Pointing records
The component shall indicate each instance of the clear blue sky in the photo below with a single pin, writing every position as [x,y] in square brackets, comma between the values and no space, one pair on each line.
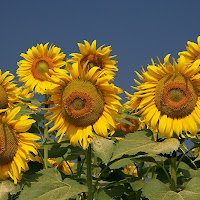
[137,30]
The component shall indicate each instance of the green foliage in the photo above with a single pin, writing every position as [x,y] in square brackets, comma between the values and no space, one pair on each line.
[156,190]
[7,187]
[47,184]
[141,141]
[103,148]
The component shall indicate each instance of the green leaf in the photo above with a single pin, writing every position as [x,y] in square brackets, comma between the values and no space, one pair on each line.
[103,148]
[121,163]
[7,187]
[167,146]
[25,110]
[137,185]
[141,141]
[192,189]
[132,144]
[108,194]
[47,184]
[156,190]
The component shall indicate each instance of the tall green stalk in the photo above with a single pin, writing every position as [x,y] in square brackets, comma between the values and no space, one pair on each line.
[89,172]
[45,166]
[173,160]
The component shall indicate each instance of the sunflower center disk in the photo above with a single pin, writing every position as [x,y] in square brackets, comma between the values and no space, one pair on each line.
[82,103]
[93,60]
[39,68]
[8,144]
[3,98]
[175,96]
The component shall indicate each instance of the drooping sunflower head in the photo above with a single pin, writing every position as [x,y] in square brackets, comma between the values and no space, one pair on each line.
[168,100]
[95,57]
[37,62]
[16,145]
[192,54]
[9,91]
[85,104]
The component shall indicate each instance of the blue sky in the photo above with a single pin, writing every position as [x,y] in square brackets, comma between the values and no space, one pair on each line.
[136,30]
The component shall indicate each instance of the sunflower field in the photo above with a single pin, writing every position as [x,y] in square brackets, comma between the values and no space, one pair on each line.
[66,133]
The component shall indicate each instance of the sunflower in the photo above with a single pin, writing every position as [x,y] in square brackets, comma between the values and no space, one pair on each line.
[169,99]
[83,101]
[64,166]
[8,90]
[16,145]
[192,55]
[38,61]
[95,57]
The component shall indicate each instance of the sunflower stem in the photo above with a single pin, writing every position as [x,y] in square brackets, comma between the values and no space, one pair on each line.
[173,160]
[79,166]
[89,171]
[45,166]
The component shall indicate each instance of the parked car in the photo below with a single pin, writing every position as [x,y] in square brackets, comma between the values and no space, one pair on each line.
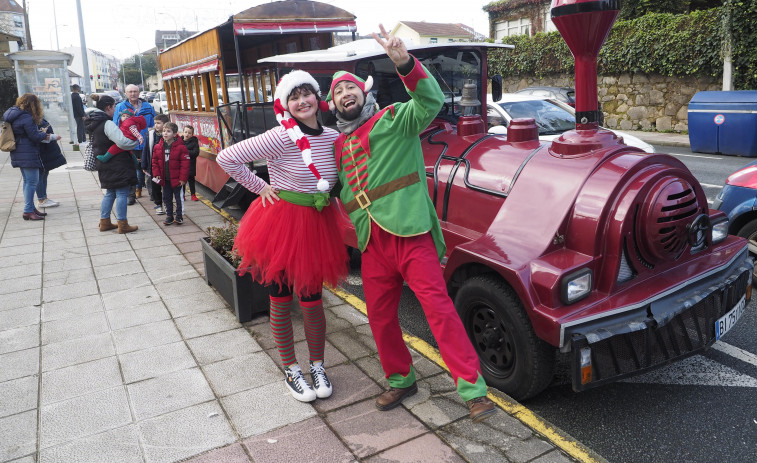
[581,245]
[566,95]
[159,103]
[552,117]
[115,94]
[738,199]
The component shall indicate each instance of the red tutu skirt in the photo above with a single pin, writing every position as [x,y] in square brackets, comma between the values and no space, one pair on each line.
[292,245]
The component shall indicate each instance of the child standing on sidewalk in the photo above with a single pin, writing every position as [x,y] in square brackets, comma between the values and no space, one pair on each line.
[170,170]
[295,245]
[153,137]
[193,146]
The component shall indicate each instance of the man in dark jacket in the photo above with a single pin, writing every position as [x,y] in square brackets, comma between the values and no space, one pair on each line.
[79,115]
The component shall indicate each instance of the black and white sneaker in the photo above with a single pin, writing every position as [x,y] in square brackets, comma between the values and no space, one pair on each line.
[321,382]
[298,385]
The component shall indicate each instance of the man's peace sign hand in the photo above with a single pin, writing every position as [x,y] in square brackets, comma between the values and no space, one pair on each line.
[394,47]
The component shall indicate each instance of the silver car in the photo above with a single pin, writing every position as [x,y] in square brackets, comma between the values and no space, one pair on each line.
[551,116]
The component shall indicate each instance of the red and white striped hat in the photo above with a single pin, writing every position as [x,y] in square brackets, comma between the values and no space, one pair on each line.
[285,87]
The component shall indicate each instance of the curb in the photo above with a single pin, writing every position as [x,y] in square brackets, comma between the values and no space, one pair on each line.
[547,430]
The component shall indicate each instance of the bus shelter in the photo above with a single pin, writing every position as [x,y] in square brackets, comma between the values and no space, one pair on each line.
[45,74]
[214,82]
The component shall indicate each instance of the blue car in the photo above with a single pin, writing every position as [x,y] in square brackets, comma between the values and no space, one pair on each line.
[738,199]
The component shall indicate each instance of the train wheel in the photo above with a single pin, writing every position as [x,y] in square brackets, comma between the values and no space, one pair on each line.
[513,359]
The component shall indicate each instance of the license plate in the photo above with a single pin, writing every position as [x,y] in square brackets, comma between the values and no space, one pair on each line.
[726,322]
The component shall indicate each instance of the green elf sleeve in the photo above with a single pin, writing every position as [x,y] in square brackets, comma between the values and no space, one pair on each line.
[426,99]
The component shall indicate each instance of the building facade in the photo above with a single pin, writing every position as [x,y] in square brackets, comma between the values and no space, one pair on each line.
[518,17]
[421,33]
[12,21]
[103,69]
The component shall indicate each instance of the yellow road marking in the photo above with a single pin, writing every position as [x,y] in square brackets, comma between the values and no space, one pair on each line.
[565,443]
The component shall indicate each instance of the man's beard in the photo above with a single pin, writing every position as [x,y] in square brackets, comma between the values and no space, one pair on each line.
[352,113]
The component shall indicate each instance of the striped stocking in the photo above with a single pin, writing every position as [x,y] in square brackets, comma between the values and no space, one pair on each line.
[315,328]
[281,327]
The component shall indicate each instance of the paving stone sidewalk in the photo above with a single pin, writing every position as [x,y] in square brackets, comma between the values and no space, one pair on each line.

> [Request]
Reproduce every line of the material above word for word, leaving the pictures out.

> [Correct answer]
The component shall indicate each instance of the clear blue sky in the photo below with a single pin, writing every position as [x,y] in square brackets, comma between the values and no space, one pair on each line.
[137,30]
The component shall indicate each instance of the green foliage in the photo above with a single pin, writing every position as [x,y] in square brackets, comma between the values and no space, one pair on each line.
[156,190]
[7,187]
[47,184]
[141,141]
[103,148]
The component shall indicate each instance of the green leaf in the photo above with a single pin, writing every position as [x,y] in square brackets, comma between the values and no space, one pair on each line.
[103,148]
[121,163]
[7,187]
[167,146]
[25,110]
[137,185]
[141,141]
[192,189]
[132,144]
[108,194]
[47,184]
[156,190]
The component shall indicate each instance of the tall green stalk in the photo above with a single pin, writing every position as [x,y] in square brackets, comma between the values and no space, one pair on each line.
[89,172]
[45,166]
[173,160]
The component shall indicate each instance of the sunflower center disk in the photo above with a single pin, writing every position as [x,y] in square brackets, comma between the values and no space, one pair on each line.
[82,103]
[93,60]
[39,68]
[8,144]
[3,98]
[175,96]
The component shall indicate each instance of the drooping sunflower head in the photo above with a single pin, writing every position as [x,y] in square brackets, comma between the values and no space, one pair on each line.
[168,100]
[95,57]
[37,62]
[16,145]
[192,54]
[9,91]
[85,104]
The component shall indicate each instance of the blue sky in the photo above with a single pin, writing every position as [x,y] in square brackets, comma between the values and no space, one pair on each line.
[136,30]
The component shall indicate each instance of the sunflower field in the photo above with a single pin, writing every position as [x,y] in square brackets, comma between the values and no space, one pair on each line.
[66,133]
The component shall indicate each instance of the sunflower in the photo above with a single pin, writing every position as [x,y] in square brackets, comma between the values and no space, one pair on each line.
[169,99]
[83,101]
[64,166]
[8,90]
[16,145]
[192,55]
[38,61]
[95,57]
The component shall indicate each instance of the sunflower stem in the photo above with a single pin, writing every position as [x,y] in square brackets, comma between the values and no space, one pair on each line.
[173,160]
[79,166]
[89,171]
[45,166]
The component shall indicate each instance of the parked car in the photo below with a single pin, writing every position as [x,y] in square brackets, comma between the values and no space, one pair on each line.
[581,245]
[566,95]
[159,103]
[552,117]
[115,94]
[738,199]
The component shall indicate each instance of the red tutu skirt in the photo above with a single pin, writing every position as [x,y] in square brackets, comma between the values and no space, one pair on each line.
[292,245]
The component shall indicate each instance of the child standing on sidewalk in the photo above with a single pin, writing every position as [x,y] in square brackets, comma between the values and no space, one pair on each line.
[170,170]
[295,245]
[153,137]
[193,146]
The component shall indicate each instance of the man in dark jacket in the photo above with a single pin, writing every position as [x,y] in square brackets, comma between the values and no space, one pair on each line.
[79,115]
The component shall indicate each instance of the black and white sneaker in the photo above with a single pin, writing every position as [x,y] in square brackets, comma between the values and no space, one pair on each line.
[321,382]
[298,385]
The component shall indicate each instance of the man's peace sign hand in the photo above with a single pin, writing every position as [x,y] in square brackets, comma between the values and no space, one pair on each line.
[394,47]
The component shall indicate each instance of the silver car in the photo above with a single pin, writing every position as [x,y] in square brackets, comma between the values and no space, one pair on each line.
[551,116]
The component shall indicate each instance of the red and white striped hat in the photo above with a single pin, writing every position as [x,y] in square brackets, comma between the values and no space, one pair on each line.
[285,87]
The component shall indicate each instance of the curb in the photo above with a single pin, writing every position as [x,y] in square brackets, comma between the values and no space, one pair on each line.
[547,430]
The component shall indicate each instance of the bus shelter in the photo above with a single pin, writing every position as [x,y] in square brackets, comma between the values and no space, one pair on each line.
[45,74]
[214,82]
The component shall indicate each instance of the blue car in the photo above with a single pin, writing every position as [x,y] in square brackets, comma between the values and no space, one pair on each line.
[738,199]
The component shall indicate each instance of the train wheel in the photo above with a single pin, writing every position as [x,y] in square brackets, comma between the values and no space, one pair on each line.
[513,359]
The component shall indicate each instance of the license plate in the photo above with a single pin, writing every position as [x,y] in square brackets, comma between the values and no space, one pair on each line.
[726,322]
The component shall indicate each instance of the green elf sleeve in the photo above with a single pin, writing every position as [x,y] in square brackets, comma between the values and no space, one pair on each line.
[426,99]
The component shall indicate each instance of the building facade in the photo above with a single pin, writing every position as [x,y] in square brackets, comma between the values and no space, one pair on each line.
[518,17]
[421,33]
[12,21]
[103,69]
The component shall indicate each instance of the yellow road marking in the photo above with a single pin, writing every position as [x,y] in square brackets, comma between the values and no space, one pair on each line.
[565,443]
The component shall indicate each instance of the man's beard in the photo above with a single pin, writing every position as [x,y] in square brackets, comma between the values and no space, one pair on each line.
[352,113]
The component shall indicate each instance of the striped stocking in the photo above with a single pin, writing every position as [x,y] in square brackets, comma between the values and no space, one pair on each line.
[315,328]
[281,327]
The component shall indicate each instance of the paving stone sidewalk in the photo above with a single pin, writing every position as [x,y] in square brackets, comma between the values and no space, one pair on each line.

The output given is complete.